### INFORMATION SHOWN ###

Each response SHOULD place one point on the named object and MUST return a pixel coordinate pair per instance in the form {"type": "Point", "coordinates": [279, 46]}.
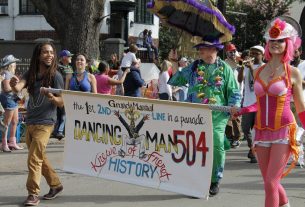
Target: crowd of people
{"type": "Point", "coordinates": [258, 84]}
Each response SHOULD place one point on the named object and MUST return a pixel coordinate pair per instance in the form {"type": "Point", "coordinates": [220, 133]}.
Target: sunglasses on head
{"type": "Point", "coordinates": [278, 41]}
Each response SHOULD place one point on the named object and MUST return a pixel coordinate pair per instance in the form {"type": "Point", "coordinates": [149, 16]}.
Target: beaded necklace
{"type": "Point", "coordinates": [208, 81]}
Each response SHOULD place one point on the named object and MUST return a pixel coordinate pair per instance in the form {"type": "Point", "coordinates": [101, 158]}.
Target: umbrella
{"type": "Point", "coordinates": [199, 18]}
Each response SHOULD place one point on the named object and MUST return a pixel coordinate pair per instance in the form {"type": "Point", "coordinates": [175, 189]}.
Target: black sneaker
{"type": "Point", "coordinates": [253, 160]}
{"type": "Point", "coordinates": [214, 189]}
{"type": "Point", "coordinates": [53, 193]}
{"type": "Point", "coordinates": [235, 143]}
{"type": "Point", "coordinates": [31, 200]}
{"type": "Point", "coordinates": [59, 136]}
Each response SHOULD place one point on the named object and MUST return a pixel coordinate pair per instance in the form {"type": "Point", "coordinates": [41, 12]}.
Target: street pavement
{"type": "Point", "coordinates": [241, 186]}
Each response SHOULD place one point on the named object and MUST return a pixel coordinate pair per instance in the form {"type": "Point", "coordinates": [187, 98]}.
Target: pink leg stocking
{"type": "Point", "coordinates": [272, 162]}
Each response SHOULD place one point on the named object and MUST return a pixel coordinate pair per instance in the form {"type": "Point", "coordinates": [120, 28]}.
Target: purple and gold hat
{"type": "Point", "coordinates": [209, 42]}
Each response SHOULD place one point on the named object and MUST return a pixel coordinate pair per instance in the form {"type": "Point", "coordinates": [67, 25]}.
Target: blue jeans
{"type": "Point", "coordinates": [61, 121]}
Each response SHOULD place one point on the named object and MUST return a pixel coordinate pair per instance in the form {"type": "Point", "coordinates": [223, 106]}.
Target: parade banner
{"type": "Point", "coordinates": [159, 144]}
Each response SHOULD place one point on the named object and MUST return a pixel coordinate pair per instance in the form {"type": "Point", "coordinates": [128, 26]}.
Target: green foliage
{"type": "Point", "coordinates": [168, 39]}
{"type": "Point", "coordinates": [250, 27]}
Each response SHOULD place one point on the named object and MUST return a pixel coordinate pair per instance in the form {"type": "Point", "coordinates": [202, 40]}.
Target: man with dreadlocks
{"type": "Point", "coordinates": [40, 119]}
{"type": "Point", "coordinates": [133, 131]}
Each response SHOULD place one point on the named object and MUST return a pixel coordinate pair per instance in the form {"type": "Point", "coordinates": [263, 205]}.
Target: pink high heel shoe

###

◆ TASK ITEM: Only one span of lines is wanted: the line with "Target: man with dreadlocks" and every line after it to the end of the entries, output exactly.

◆ COMPLETED TASK:
Target: man with dreadlocks
{"type": "Point", "coordinates": [40, 119]}
{"type": "Point", "coordinates": [133, 131]}
Each response SHOULD place one point on the named object and MUST return a pixel coordinate pair per instance in the form {"type": "Point", "coordinates": [263, 205]}.
Target: pink high heel shoe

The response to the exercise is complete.